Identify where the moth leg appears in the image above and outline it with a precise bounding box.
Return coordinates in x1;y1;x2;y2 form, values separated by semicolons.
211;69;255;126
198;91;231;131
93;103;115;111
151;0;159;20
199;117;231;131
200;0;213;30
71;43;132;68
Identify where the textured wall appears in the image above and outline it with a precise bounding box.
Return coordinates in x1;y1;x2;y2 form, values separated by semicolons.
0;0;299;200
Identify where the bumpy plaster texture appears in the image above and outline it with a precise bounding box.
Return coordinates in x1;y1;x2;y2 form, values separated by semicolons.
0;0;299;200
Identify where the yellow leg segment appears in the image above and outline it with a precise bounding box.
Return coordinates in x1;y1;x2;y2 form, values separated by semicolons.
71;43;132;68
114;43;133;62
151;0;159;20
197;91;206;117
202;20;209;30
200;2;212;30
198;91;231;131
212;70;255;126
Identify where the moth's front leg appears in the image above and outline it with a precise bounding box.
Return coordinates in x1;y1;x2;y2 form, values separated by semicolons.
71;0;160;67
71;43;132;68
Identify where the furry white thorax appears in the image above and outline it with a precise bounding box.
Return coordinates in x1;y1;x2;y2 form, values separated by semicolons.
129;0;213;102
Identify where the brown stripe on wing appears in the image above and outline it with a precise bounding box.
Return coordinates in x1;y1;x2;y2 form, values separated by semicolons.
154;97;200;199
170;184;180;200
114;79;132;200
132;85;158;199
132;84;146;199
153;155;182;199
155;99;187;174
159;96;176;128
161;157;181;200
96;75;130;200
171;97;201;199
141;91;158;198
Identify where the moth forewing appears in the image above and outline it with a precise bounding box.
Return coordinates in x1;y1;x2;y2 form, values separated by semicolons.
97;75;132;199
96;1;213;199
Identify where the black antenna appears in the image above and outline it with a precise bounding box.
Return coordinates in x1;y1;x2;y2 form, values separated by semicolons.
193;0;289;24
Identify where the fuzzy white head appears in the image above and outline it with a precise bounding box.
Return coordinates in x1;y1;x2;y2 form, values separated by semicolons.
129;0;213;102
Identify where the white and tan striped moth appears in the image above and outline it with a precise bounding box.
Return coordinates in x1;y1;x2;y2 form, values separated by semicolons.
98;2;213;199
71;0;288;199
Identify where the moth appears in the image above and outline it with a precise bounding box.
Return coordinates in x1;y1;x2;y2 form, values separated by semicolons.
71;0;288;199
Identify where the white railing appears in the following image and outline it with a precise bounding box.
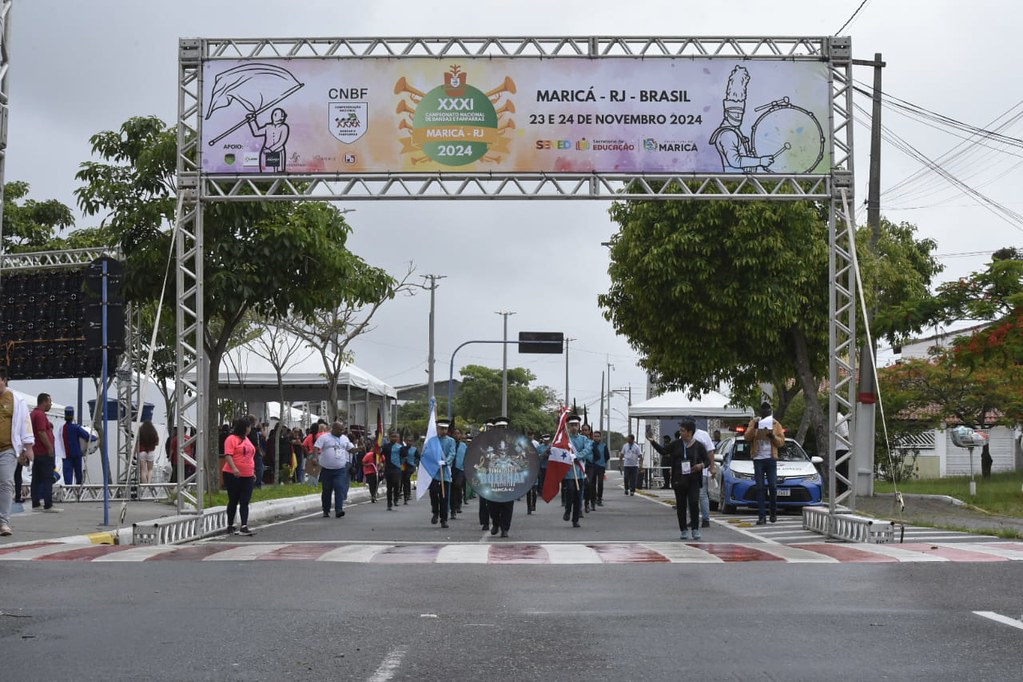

-.-.-

Your assignment: Before you return the listing exactly, strip out its pictures.

Reply:
Identify where the moth leg appears in the image above and outline it with a precise bounding box.
Return coordinates in x1;y1;x2;y2 form, values separated by semicolons.
211;69;255;126
198;91;231;131
93;103;115;111
151;0;159;20
199;117;231;131
200;0;213;30
71;43;132;68
Identify where the textured wall appears in the image above and outline it with a precise bounding box.
Return coordinates in x1;y1;x2;y2 form, values separated by semicolons.
0;0;299;200
Identify where the bumpy plaster texture appears in the image above and outline it with a precise bounding box.
Return coordinates in x1;y1;x2;y2 form, values separated by semicolons.
0;0;299;200
Identify where the yellow leg segment appears in the image above and outline it with a precise bounding box.
Return coordinates in x1;y1;x2;y2 form, values separated by semicolons.
71;43;132;68
114;43;133;62
151;0;159;20
197;91;206;117
202;20;209;30
200;2;212;30
198;91;231;131
212;70;255;126
Identify where the moth's front leg appears in the image above and outline it with a precise bounding box.
Return coordinates in x1;y1;x2;y2 form, values separated by semicolons.
71;0;160;67
71;43;132;68
Identify where the furry white thorax appears in the image above and outline it with a precise bounding box.
Return coordinates in x1;y1;x2;y2 form, values separated by semicolons.
129;0;213;102
Identify where the brown stripe on wing appears in the image above and outline it with a precise bounding box.
Return coordinates in x1;y1;x2;y2 form, values separated by semicolons.
154;97;200;199
170;184;180;200
114;79;132;200
132;85;158;199
132;84;146;199
153;155;182;199
155;99;187;174
159;96;176;128
161;157;181;200
96;75;130;200
171;97;201;199
141;91;158;198
Identify where the moth forewing appears in the image above and outline it with a precise bounding box.
Return coordinates in x1;y1;x2;y2 form, values separated by semicolons.
97;75;132;199
96;1;213;199
Identify where the black antenna appears in the image above and outline it with a precise bounding box.
Return coordinates in x1;y1;x2;y2 form, values separated by semicolons.
193;0;289;24
Identify where the fuzzy white head appears in the image above and outline it with a precise bounding box.
Return coordinates in x1;y1;x2;y2 form, values separated by semicolons.
129;0;213;102
Identify where the white and tan striped moth appears in the image above and outline it with a precise bounding box.
Return coordinates in x1;y1;x2;y2 form, values separated by semicolons.
98;2;213;199
71;0;288;199
Identify where the moth appears in the image above and outline it with a precise bounding box.
Return coordinates in x1;y1;x2;y2 form, values separated by semicolons.
71;0;288;199
Identify where the white railing appears in the following image and outline it with a precise bounding box.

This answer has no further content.